_What is being asked:_ Please find each line in the rows below that contains the word "white" and copy those lines out. Case counts.

(Items from a dataset)
§
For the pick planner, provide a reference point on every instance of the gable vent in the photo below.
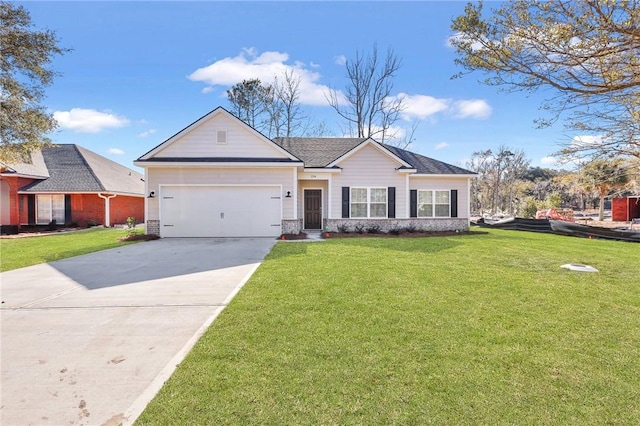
(221, 136)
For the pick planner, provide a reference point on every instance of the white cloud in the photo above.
(265, 66)
(420, 106)
(146, 133)
(88, 120)
(423, 106)
(587, 141)
(472, 108)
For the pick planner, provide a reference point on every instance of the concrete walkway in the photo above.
(90, 340)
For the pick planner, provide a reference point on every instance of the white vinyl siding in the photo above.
(49, 208)
(157, 176)
(434, 203)
(203, 141)
(368, 202)
(369, 168)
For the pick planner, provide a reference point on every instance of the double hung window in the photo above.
(434, 203)
(368, 202)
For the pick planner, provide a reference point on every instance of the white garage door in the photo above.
(220, 211)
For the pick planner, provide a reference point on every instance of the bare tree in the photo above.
(250, 101)
(587, 53)
(604, 177)
(291, 119)
(495, 187)
(367, 104)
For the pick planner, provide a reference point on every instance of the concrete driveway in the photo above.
(89, 340)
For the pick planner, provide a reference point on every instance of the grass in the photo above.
(477, 329)
(20, 252)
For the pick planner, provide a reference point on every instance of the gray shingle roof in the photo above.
(72, 168)
(320, 152)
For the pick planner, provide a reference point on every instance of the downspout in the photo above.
(107, 208)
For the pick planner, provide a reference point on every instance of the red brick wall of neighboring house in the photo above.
(87, 208)
(15, 183)
(123, 207)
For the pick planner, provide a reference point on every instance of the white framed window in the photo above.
(433, 203)
(369, 202)
(49, 208)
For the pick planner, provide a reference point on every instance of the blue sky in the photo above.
(141, 71)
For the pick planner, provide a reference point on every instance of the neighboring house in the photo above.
(625, 209)
(68, 184)
(219, 177)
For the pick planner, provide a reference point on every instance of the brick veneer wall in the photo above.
(152, 227)
(291, 226)
(87, 208)
(386, 225)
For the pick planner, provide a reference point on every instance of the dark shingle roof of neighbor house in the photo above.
(72, 168)
(320, 152)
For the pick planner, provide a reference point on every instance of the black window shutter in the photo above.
(67, 208)
(31, 209)
(454, 203)
(345, 201)
(413, 203)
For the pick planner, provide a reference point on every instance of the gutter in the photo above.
(107, 209)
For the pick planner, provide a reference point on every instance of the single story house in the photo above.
(69, 184)
(219, 177)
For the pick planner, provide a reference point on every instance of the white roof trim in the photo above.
(444, 175)
(10, 174)
(376, 145)
(145, 164)
(201, 121)
(322, 170)
(127, 194)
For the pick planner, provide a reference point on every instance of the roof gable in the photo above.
(199, 141)
(35, 168)
(428, 166)
(328, 152)
(72, 168)
(373, 143)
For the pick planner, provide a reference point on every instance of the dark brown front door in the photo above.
(312, 209)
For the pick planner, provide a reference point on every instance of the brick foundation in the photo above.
(153, 227)
(386, 225)
(291, 226)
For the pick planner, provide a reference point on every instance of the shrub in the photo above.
(131, 227)
(343, 228)
(373, 229)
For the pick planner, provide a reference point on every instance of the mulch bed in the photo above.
(326, 235)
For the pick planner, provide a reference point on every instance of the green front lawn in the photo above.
(20, 252)
(478, 329)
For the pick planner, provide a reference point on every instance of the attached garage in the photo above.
(220, 210)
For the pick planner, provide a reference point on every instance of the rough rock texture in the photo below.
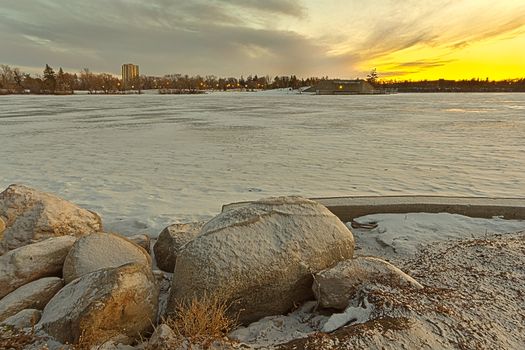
(170, 241)
(101, 250)
(336, 286)
(261, 256)
(102, 304)
(34, 295)
(473, 299)
(141, 240)
(31, 262)
(23, 319)
(31, 216)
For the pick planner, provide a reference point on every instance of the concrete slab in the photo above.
(348, 208)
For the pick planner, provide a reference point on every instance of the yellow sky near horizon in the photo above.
(417, 40)
(495, 59)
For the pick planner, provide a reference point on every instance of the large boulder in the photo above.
(102, 304)
(170, 241)
(31, 216)
(102, 250)
(336, 286)
(33, 295)
(31, 262)
(261, 256)
(23, 319)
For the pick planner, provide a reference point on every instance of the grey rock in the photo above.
(103, 304)
(31, 262)
(32, 216)
(99, 251)
(262, 256)
(336, 286)
(170, 242)
(34, 295)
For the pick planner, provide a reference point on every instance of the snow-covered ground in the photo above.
(144, 161)
(399, 238)
(401, 235)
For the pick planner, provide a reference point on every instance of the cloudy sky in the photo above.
(404, 39)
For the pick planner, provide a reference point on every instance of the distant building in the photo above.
(342, 87)
(129, 74)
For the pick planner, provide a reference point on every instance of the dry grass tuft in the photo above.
(13, 338)
(202, 320)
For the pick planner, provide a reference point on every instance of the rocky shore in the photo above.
(278, 273)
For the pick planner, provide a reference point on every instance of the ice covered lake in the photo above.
(145, 161)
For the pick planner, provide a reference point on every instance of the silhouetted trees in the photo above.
(12, 80)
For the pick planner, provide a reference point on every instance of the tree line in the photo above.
(443, 85)
(13, 80)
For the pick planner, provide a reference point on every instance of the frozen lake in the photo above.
(145, 161)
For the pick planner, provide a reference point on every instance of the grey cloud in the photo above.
(195, 38)
(286, 7)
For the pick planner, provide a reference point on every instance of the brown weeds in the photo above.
(16, 339)
(202, 320)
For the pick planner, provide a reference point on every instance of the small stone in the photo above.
(101, 250)
(34, 261)
(171, 240)
(336, 286)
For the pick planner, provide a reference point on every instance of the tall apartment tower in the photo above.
(129, 73)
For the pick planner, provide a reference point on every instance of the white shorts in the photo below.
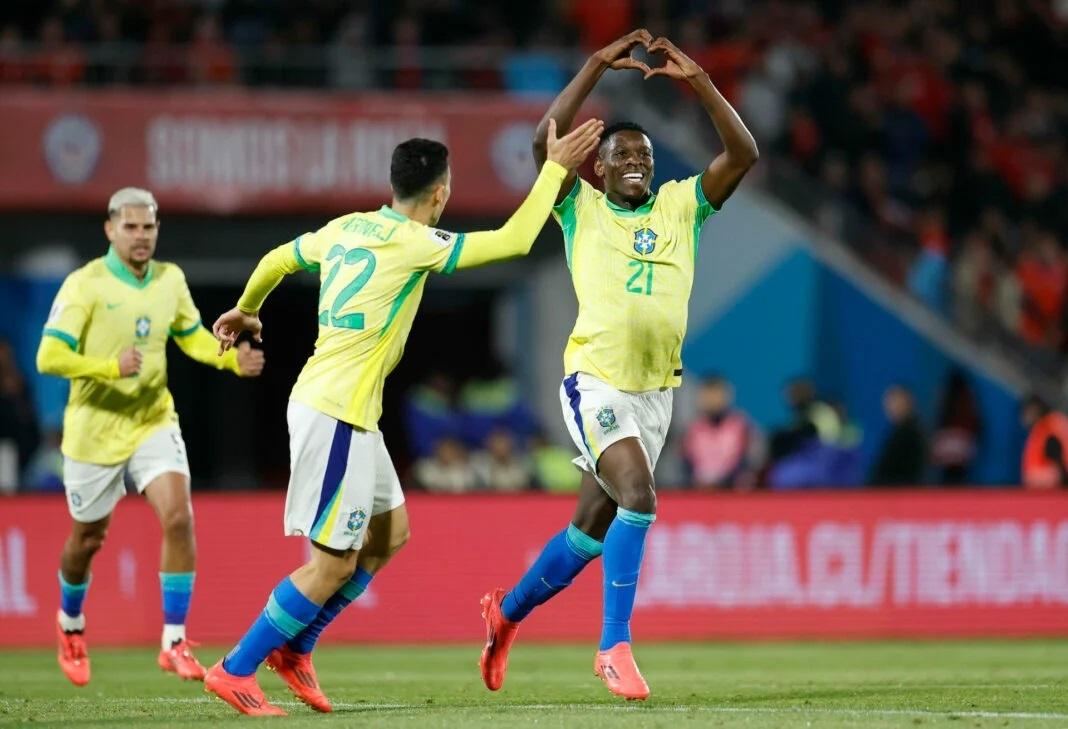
§
_Problem solution:_
For the pick planner, provide a reference point on every instance of the white cloud in the photo above.
For the pick planner, provide a reference point on every instance of the white vinyl siding in the photo above.
For the pick planner, provide a reference point on every instance of the white garage door in the photo above.
For the pick planner, provide a reference point on every instance of the white framed window in the photo above.
For the pick planner, provide a reference point on every instance of the white roof trim in the photo above.
For the pick planner, provide a reference point on every instance of the white shorts in the photo below.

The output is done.